* WHAT THE TASK REQUIRES:
Within the data below, tally the lines that contain "like" and state only the total.

* MATERIAL SUPPLIED:
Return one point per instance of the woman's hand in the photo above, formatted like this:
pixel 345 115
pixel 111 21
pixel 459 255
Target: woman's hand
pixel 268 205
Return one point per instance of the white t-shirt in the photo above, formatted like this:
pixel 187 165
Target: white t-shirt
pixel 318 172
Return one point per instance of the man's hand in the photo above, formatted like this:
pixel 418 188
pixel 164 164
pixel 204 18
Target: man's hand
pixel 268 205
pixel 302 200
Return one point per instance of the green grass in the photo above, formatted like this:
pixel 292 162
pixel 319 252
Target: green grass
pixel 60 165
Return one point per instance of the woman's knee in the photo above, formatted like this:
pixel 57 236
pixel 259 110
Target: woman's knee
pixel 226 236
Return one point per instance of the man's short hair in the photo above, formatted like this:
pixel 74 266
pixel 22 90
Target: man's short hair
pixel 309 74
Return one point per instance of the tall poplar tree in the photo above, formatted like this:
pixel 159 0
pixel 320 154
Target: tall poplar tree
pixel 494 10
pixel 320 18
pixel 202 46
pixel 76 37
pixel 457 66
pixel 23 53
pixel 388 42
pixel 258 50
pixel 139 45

==

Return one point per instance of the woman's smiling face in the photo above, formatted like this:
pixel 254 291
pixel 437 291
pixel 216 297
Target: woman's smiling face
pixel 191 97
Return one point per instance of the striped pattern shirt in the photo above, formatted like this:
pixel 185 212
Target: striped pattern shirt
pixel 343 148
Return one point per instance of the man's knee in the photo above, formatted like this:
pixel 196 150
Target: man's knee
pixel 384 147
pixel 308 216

...

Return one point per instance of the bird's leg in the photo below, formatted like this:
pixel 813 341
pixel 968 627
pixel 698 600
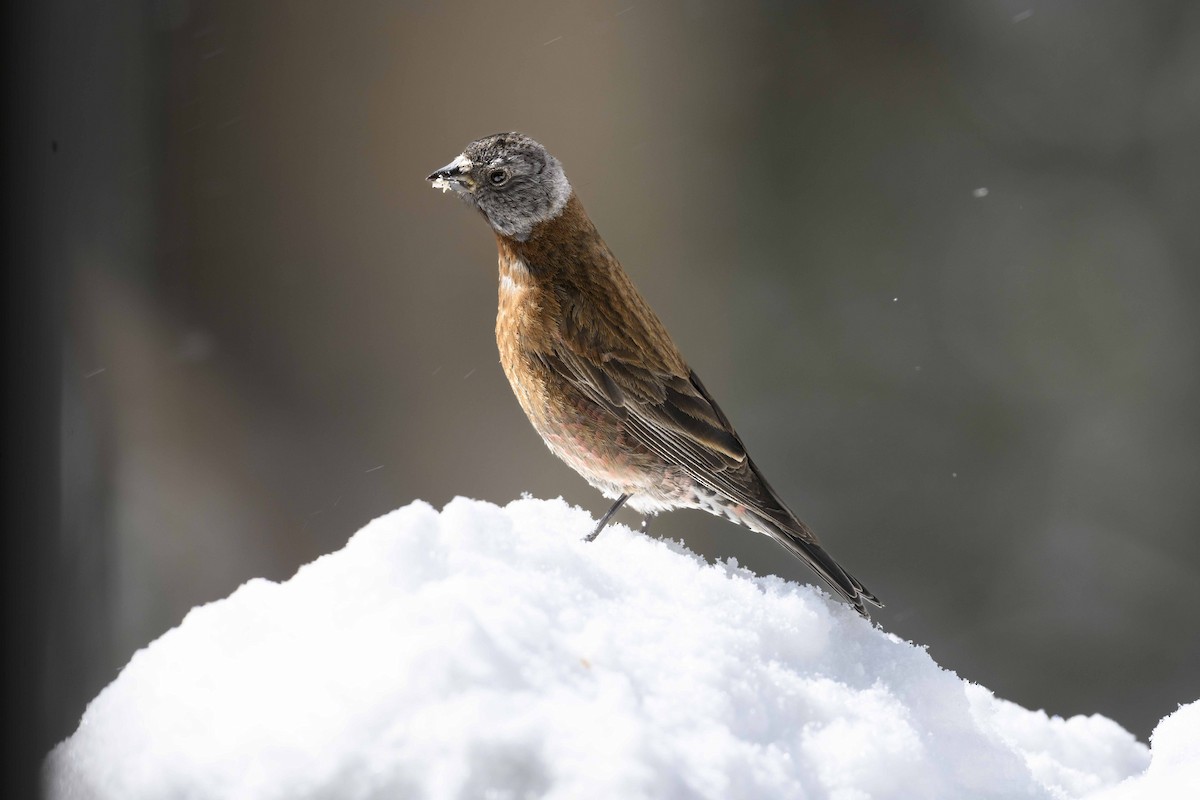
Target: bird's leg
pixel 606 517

* ANSWER SPACE:
11